Saved entries:
+ + + +
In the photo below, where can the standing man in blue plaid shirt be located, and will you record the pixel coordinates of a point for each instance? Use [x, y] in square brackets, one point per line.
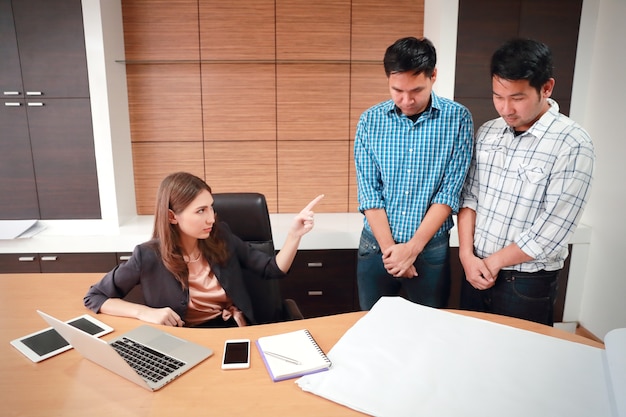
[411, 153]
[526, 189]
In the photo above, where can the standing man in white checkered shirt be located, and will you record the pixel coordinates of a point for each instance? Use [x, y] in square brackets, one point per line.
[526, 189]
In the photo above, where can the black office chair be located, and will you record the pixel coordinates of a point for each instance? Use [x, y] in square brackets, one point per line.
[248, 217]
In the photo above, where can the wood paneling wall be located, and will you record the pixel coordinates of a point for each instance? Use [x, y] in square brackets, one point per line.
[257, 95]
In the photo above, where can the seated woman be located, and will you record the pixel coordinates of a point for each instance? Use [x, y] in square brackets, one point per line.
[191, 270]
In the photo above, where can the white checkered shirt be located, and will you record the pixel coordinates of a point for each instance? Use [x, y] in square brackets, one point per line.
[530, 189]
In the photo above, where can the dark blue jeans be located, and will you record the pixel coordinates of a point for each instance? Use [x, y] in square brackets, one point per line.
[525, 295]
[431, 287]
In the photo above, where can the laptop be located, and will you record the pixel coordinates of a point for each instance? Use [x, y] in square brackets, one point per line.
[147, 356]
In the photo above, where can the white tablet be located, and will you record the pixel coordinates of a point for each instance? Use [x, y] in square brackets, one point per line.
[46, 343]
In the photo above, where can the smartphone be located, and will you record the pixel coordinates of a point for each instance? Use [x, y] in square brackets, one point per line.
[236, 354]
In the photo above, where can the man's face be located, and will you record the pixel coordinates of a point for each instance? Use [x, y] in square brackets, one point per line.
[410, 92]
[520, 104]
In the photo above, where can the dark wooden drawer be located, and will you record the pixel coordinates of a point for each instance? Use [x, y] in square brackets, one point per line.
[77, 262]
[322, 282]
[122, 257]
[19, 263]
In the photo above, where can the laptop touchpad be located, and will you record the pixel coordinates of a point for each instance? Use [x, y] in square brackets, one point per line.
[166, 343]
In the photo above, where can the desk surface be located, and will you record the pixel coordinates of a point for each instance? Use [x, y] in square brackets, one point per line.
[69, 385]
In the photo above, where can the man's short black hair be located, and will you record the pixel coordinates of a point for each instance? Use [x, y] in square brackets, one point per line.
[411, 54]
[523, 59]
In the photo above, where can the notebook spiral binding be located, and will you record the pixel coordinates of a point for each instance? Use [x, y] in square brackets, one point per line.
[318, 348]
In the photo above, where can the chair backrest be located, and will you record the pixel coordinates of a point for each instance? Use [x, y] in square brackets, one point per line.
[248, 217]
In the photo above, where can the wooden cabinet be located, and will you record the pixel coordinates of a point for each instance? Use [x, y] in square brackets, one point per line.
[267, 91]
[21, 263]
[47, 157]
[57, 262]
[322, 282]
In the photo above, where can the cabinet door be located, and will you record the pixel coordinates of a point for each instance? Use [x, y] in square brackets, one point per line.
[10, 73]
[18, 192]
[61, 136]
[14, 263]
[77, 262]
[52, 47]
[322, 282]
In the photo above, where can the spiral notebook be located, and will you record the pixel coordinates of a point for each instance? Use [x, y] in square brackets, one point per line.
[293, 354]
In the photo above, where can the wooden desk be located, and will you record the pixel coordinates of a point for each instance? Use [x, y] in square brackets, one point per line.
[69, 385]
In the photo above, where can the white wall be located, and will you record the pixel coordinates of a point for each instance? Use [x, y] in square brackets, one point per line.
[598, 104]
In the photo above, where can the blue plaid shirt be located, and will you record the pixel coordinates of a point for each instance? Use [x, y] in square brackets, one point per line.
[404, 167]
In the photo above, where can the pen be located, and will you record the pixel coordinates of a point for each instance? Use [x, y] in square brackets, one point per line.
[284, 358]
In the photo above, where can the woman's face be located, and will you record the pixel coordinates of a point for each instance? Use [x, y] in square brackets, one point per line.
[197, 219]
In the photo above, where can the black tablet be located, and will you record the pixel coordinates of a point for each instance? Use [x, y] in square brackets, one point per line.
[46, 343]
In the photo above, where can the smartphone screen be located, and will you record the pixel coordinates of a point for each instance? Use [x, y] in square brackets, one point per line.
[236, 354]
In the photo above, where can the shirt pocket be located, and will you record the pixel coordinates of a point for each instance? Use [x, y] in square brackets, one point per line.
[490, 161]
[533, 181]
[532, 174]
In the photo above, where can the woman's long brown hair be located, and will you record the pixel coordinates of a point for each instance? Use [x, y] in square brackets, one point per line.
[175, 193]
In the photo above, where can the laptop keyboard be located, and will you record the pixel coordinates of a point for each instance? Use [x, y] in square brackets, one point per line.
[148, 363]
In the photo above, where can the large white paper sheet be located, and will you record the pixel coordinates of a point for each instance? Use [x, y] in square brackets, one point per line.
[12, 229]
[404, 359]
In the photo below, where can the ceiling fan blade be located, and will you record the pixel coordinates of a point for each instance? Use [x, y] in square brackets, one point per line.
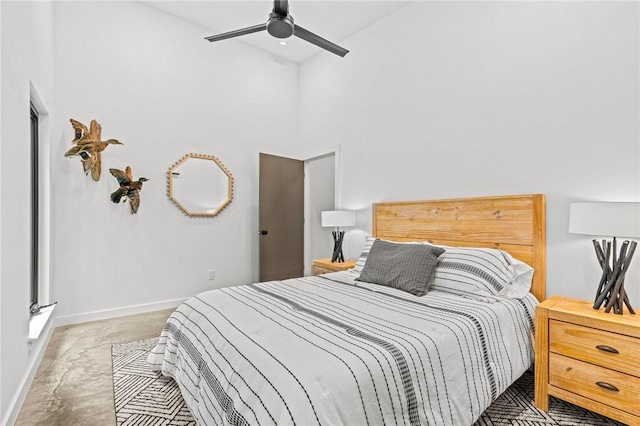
+ + + +
● **Work required**:
Set down all of the entries exactly. Leave the pictures out.

● **Reply**:
In the photo below, where can the standing man in blue plaid shirt be located, and will you record the pixel coordinates of a point for each instance? Use [x, y] in square brackets, one point per line.
[411, 153]
[526, 189]
In the photo above, where can the standing man in white checkered shirt be located, and will you record the pixel coordinates of a point for each instance? Use [x, y] in square brackets, one point per line.
[526, 189]
In the photo above, where can the black office chair be located, and will you record the pixel coordinates of a point for each instance? Use [x, y] in square brackets, one point per line.
[248, 217]
In the photo above, where can the wood paneling wall be located, and will you record the pixel coordinates of a point for each instance? Use [x, y] in square brackets, one point per line.
[257, 95]
In the photo above, where can the seated woman be located, and will you record the pixel coordinates of a point for each instance? Use [x, y] in square brackets, one point per line.
[191, 270]
In the photo above, where can the white checkered shirt be located, and will you record the pixel coordinates of a point for each instance? Use [x, y] in square brackets, one point per line.
[530, 189]
In the photo above, where can the dark blue jeans be located, and will you record the pixel coordinates of a point for each instance? Use [x, y] in square brackets, one point per line.
[525, 295]
[431, 287]
In the photo above, where can the laptop be located, and will you record the pixel coordinates of a point for each instance? Use [x, y] in square brackets, one point per line.
[147, 356]
In the photo above, where can the white tablet be located, and will you record the pixel coordinates of a point for each instance? Use [x, y] in square brackets, one point per line.
[46, 343]
In the photo above, where can the smartphone be located, and will you record the pixel coordinates of a point for each instance? Use [x, y] in square brackets, one point per line.
[236, 354]
In the photo above, where can the man's face be located, and will you record the pixel coordinates of a point for each instance? Use [x, y] in square brackets, one point per line.
[410, 92]
[520, 104]
In the photo above, where can the dark wooden drawer be located, and will you record the pixel coordinates of a point for each instance? Use [x, y] in square brackets, one point per line.
[77, 262]
[322, 282]
[122, 257]
[19, 263]
In the photo above, where can the laptop touchpad be located, and will you record the pixel coordinates of a point for each instance? Use [x, y] in square brackets, one point per line.
[166, 343]
In the photo above, where can the desk surface be located, and will you record the pixel coordinates of a point for each instance? Use [x, y] in square brackets, one point per line.
[69, 385]
In the photo above, where can the man's short black hair be located, and will you record the pixel coordinates of a point for each instance? Use [x, y] in square brackets, one point per line.
[411, 54]
[523, 59]
In the photo above, where can the notebook spiral binding be located, and will you record the pixel coordinates of a point for each instance? Use [x, y] in square brackets, one point per line.
[318, 348]
In the photo above, where can the chair backrest be located, and will you record the pixel coordinates of a point for each instance? Use [x, y] in square brackets, one point per line.
[248, 217]
In the photo above, where can the wooden cabinet be located, and will you record the pixel coordinates of a point for each instance? Use [x, y] in square brackets, one point per line.
[267, 91]
[21, 263]
[47, 157]
[57, 262]
[322, 282]
In the photo above, where can the cabinet door be located, and will you record the pixel coordinates of a point for each instance? Use [x, y] in square brackets, one point per line.
[10, 73]
[18, 192]
[61, 136]
[14, 263]
[77, 262]
[52, 47]
[322, 282]
In the photo above, where can the spiral notebook be located, and will you record the pixel coordinates of a point for each instance? Use [x, y] in square brackets, one point per line.
[293, 354]
In the photo above, where can the wooden desk be located, and will you record the pixel coordinates of a point for each instance? Use [x, y] in square brackets, one point per line.
[69, 385]
In the photo above, where can the white wall be located, and will you record the pixel coordinates of a point for each instance? Use [x, y] in square brackets, one point per line.
[598, 104]
In the photo above, where can the blue plaid shirt be located, and will you record the pixel coordinates of a point for each instance? Use [x, y] in square brackets, one point per line.
[404, 167]
In the photo above, where can the pen be located, and will you record the pixel coordinates of a point for each instance? Use [x, y] in square brackets, one point per line.
[284, 358]
In the photo above, where can the woman's face be located, and will you record the pixel coordinates of a point for each instance? Use [x, y] in square brackets, one point per line.
[197, 219]
In the photo above, where can the black tablet be located, and will you record the pixel coordinates of a point for each instance? Use [x, y] in square brackets, one point per line.
[46, 343]
In the photo above, where can the smartphone screen be located, and will you record the pixel coordinates of a point for each instance? Use [x, y] in square brackets, one point per line.
[236, 354]
In the photo above, where can the shirt pocket be located, and will you record the pixel coordinates of a point for each instance? Use [x, y] in square brackets, one point per line.
[490, 161]
[533, 181]
[532, 174]
In the photo above, where can the woman's long brown hair be located, and will you record the pixel coordinates of a point for each instance? Use [x, y] in square brackets, one point per line.
[175, 193]
In the photo above, where can the laptop keyboard be located, and will you record the pixel coordinates of a point for each instance? Use [x, y] in square brackets, one point per line.
[148, 363]
In the photo above, where can the large white paper sheet be located, and will you record the pixel coordinates of a point for each instance? Use [x, y] in square brackets, one point per line.
[12, 229]
[404, 359]
In the photo below, where can the ceiling fan blade be located, and will you record the pixel coordinates of a point for each instance? Use [x, y] in square brackets, one point per line.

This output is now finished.